Each record below should be printed exactly as it was written.

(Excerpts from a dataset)
-- Opening Marker --

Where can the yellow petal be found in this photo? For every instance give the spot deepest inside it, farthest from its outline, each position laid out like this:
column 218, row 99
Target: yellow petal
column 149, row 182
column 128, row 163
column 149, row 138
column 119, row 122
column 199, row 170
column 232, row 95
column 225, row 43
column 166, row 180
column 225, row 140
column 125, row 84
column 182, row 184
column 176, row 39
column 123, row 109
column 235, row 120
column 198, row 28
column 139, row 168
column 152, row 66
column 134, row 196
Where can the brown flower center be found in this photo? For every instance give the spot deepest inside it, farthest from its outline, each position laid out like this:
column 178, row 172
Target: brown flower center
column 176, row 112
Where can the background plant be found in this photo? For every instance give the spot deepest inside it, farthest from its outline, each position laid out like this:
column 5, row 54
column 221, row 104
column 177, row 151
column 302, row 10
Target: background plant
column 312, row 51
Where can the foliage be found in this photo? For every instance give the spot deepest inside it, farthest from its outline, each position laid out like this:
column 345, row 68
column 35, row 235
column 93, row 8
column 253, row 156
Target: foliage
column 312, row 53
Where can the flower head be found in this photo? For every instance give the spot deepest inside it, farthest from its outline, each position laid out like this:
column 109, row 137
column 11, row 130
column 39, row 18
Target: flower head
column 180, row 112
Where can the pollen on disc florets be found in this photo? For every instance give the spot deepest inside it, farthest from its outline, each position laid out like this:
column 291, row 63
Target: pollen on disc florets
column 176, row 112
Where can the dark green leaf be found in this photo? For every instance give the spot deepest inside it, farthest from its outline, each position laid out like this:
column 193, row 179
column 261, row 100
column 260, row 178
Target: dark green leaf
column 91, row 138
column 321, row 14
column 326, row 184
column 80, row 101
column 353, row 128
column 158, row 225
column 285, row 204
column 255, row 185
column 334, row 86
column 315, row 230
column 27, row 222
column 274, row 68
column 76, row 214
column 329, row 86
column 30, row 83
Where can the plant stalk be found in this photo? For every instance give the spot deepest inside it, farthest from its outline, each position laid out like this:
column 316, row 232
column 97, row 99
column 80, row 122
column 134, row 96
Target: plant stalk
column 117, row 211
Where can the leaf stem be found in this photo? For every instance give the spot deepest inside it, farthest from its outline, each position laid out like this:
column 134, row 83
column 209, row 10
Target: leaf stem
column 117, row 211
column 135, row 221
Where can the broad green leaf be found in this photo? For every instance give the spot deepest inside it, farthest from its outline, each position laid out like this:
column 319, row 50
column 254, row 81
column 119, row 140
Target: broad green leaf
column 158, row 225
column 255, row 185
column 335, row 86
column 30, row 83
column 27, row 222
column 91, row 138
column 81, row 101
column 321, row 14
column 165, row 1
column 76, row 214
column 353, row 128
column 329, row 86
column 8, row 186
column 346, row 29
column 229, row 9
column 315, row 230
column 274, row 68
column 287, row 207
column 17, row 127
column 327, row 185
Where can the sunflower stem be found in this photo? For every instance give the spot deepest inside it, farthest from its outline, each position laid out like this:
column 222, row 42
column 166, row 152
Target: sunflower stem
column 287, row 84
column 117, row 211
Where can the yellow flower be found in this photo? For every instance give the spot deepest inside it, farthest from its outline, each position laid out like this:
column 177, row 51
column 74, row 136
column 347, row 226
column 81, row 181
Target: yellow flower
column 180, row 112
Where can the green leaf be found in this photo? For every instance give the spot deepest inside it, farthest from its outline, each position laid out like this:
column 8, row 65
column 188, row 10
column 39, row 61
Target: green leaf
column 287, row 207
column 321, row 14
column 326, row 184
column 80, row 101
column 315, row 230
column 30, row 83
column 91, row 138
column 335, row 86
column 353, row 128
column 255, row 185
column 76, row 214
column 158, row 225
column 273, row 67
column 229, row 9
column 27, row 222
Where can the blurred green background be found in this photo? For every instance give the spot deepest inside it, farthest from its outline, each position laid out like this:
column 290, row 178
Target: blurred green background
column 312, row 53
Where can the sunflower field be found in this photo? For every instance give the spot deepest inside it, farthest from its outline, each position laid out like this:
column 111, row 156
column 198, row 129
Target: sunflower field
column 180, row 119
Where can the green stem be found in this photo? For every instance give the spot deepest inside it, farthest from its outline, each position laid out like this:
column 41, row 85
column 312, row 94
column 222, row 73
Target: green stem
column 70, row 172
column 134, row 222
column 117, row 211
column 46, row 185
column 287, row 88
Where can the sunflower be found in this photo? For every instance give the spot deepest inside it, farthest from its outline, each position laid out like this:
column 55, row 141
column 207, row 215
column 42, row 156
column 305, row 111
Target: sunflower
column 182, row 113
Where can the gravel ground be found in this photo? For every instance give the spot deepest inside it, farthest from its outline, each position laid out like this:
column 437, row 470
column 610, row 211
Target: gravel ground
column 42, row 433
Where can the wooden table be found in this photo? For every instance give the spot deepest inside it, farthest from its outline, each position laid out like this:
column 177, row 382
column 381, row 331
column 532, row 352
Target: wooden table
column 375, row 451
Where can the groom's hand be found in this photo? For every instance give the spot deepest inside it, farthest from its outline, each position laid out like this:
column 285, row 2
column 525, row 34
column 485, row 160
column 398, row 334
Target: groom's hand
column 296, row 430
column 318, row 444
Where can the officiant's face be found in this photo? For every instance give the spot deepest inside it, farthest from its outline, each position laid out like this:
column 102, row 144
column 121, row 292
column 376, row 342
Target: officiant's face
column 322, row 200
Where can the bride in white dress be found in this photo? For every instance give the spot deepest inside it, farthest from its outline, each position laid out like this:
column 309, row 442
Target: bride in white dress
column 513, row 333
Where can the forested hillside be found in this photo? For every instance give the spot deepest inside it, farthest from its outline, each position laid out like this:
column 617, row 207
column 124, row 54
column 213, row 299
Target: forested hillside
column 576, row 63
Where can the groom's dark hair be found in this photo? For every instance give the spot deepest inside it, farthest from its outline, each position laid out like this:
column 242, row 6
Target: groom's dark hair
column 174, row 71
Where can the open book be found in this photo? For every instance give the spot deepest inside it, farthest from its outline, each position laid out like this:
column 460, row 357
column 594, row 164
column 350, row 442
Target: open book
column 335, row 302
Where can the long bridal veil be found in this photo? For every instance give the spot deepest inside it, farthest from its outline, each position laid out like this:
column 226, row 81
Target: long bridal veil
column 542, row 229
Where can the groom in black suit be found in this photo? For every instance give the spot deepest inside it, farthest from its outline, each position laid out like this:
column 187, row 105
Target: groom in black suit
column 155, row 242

-- Closing Marker --

▶ **THE ANSWER**
Where can the yellow petal be found in this photo? For every instance give the spot deepest inside it, farthest from its outline, each position laid out like this:
column 218, row 99
Target: yellow petal
column 149, row 182
column 128, row 163
column 149, row 138
column 119, row 122
column 199, row 170
column 232, row 95
column 225, row 43
column 166, row 180
column 225, row 140
column 125, row 84
column 182, row 184
column 176, row 39
column 123, row 109
column 235, row 120
column 198, row 28
column 139, row 168
column 152, row 66
column 134, row 196
Where can the brown flower center be found in this photo? For every instance give the spot deepest inside it, farthest from its outline, each position laid out like this:
column 178, row 172
Target: brown flower center
column 176, row 112
Where can the background plant be found in this photo? For every instance give the spot deepest inside it, farthest from its outline, each position laid out like this:
column 5, row 54
column 221, row 104
column 177, row 151
column 302, row 10
Target: background plant
column 312, row 51
Where can the foliage be found in this photo? For every instance give the spot deepest inside it, farthest from its outline, each position laid out like this:
column 345, row 68
column 35, row 235
column 93, row 8
column 253, row 156
Target: foliage
column 312, row 53
Where can the flower head be found in this photo? For every instance give the spot deepest inside it, farthest from its outline, each position laid out like this:
column 109, row 137
column 11, row 130
column 39, row 18
Target: flower head
column 180, row 112
Where can the pollen on disc florets be found in this photo? For every instance give the spot deepest inside it, farthest from its outline, each position laid out like this:
column 291, row 63
Target: pollen on disc florets
column 176, row 112
Where can the dark green leaf be found in this photo? For every instance give the spot deepest inside it, farthest from its outline, each position laid out like this:
column 193, row 179
column 261, row 100
column 260, row 178
Target: dark green leaf
column 91, row 138
column 321, row 14
column 326, row 184
column 80, row 101
column 353, row 128
column 158, row 225
column 285, row 204
column 255, row 185
column 334, row 86
column 315, row 230
column 27, row 222
column 274, row 68
column 76, row 214
column 329, row 86
column 30, row 83
Where can the plant stalk be found in this photo? For every instance give the spot deepest inside it, farthest from its outline, each position laid out like this:
column 316, row 232
column 97, row 99
column 80, row 122
column 134, row 96
Target: plant stalk
column 117, row 211
Where can the leaf stem be found in this photo? For every instance give the spot deepest inside it, farthest from its outline, each position laid out like this:
column 134, row 83
column 209, row 10
Target: leaf stem
column 117, row 211
column 135, row 221
Where can the broad green leaf be found in this photo? For every instance give the spot deepest inside it, farthest from its outline, each position laid out like this:
column 319, row 50
column 254, row 81
column 119, row 140
Target: broad green leaf
column 158, row 225
column 255, row 185
column 335, row 86
column 30, row 83
column 27, row 222
column 91, row 138
column 81, row 101
column 321, row 14
column 165, row 1
column 76, row 214
column 353, row 128
column 329, row 86
column 8, row 186
column 346, row 29
column 229, row 9
column 315, row 230
column 274, row 68
column 287, row 207
column 17, row 127
column 327, row 185
Where can the sunflower stem be found in this photo? For every instance give the spot deepest inside it, farthest from its outline, each position laid out like this:
column 222, row 42
column 166, row 152
Target: sunflower stem
column 287, row 84
column 117, row 211
Where can the yellow flower be found in this photo? For every instance give the spot deepest inside it, farthest from its outline, each position laid out like this:
column 177, row 51
column 74, row 136
column 347, row 226
column 81, row 181
Target: yellow flower
column 180, row 112
Where can the green leaf be found in this photo? For every instance give the spot deepest inside it, farthest from its outline, each position laid out like this:
column 8, row 65
column 188, row 10
column 39, row 61
Target: green leaf
column 287, row 207
column 321, row 14
column 326, row 184
column 80, row 101
column 315, row 230
column 30, row 83
column 91, row 138
column 335, row 86
column 353, row 128
column 255, row 185
column 76, row 214
column 158, row 225
column 273, row 67
column 229, row 9
column 27, row 222
Where can the blurred green background be found in this photo? For every instance give the spot deepest inside it, farthest from its outline, each position laid out like this:
column 290, row 178
Target: blurred green background
column 312, row 53
Where can the sunflower field be found in this photo? For every instance give the spot deepest inside it, farthest from its outline, each position laid out like this:
column 111, row 156
column 198, row 129
Target: sunflower field
column 180, row 119
Where can the green stem be found in this photo? For every instance give the spot deepest inside it, farthest from its outline, each position laid out like this:
column 41, row 85
column 312, row 94
column 222, row 73
Target: green stem
column 70, row 172
column 134, row 222
column 117, row 211
column 46, row 185
column 287, row 88
Where can the sunflower be found in this photo? For every instance give the spot deepest inside it, farthest from its outline, each position laid out like this:
column 55, row 141
column 207, row 215
column 42, row 156
column 305, row 111
Target: sunflower
column 182, row 113
Where can the gravel ground be found in this photo? For every instance give the spot deepest inside it, farthest from its outline, each position laid out like this:
column 437, row 470
column 610, row 211
Target: gravel ground
column 42, row 433
Where can the wooden table be found in this photo? For every instance give the spot deepest inside it, farthest from its outline, each position laid out like this:
column 177, row 382
column 381, row 331
column 532, row 352
Target: wooden table
column 375, row 451
Where can the groom's hand be found in this photo? For every instance give the spot deepest inside it, farthest from its outline, each position laid out like this:
column 285, row 2
column 525, row 34
column 485, row 160
column 398, row 334
Target: groom's hand
column 296, row 430
column 318, row 444
Where can the officiant's face be found in this photo? For every instance give the spot deepest inside it, farthest from its outline, each position laid out like this:
column 102, row 144
column 121, row 292
column 376, row 342
Target: officiant's face
column 322, row 200
Where can the bride in white dress be found in this photo? For every instance give the spot deepest inside it, farthest from its outline, each position laid out like this:
column 309, row 442
Target: bride in white dress
column 513, row 333
Where can the forested hillside be found in this photo? For every instance give the spot deepest inside it, farthest from its outline, each position laid out like this:
column 617, row 207
column 124, row 54
column 213, row 299
Target: forested hillside
column 576, row 63
Where can the groom's dark hair be found in this photo? For every instance give the spot deepest inside it, farthest from its outline, each position laid out like this:
column 242, row 6
Target: groom's dark hair
column 174, row 71
Where can the open book be found in this photo? For every instance give the spot deepest inside it, farthest from its outline, each position laid out like this:
column 460, row 357
column 594, row 164
column 350, row 442
Target: open book
column 335, row 302
Where can the long bridal veil be found in this photo? For every instance give the spot deepest inside it, farthest from its outline, each position laid out like this:
column 226, row 81
Target: long bridal veil
column 542, row 229
Where can the groom in black suit be found in this photo? For every instance give the spot deepest inside it, farthest from its outline, each position laid out like this:
column 187, row 105
Target: groom in black suit
column 155, row 242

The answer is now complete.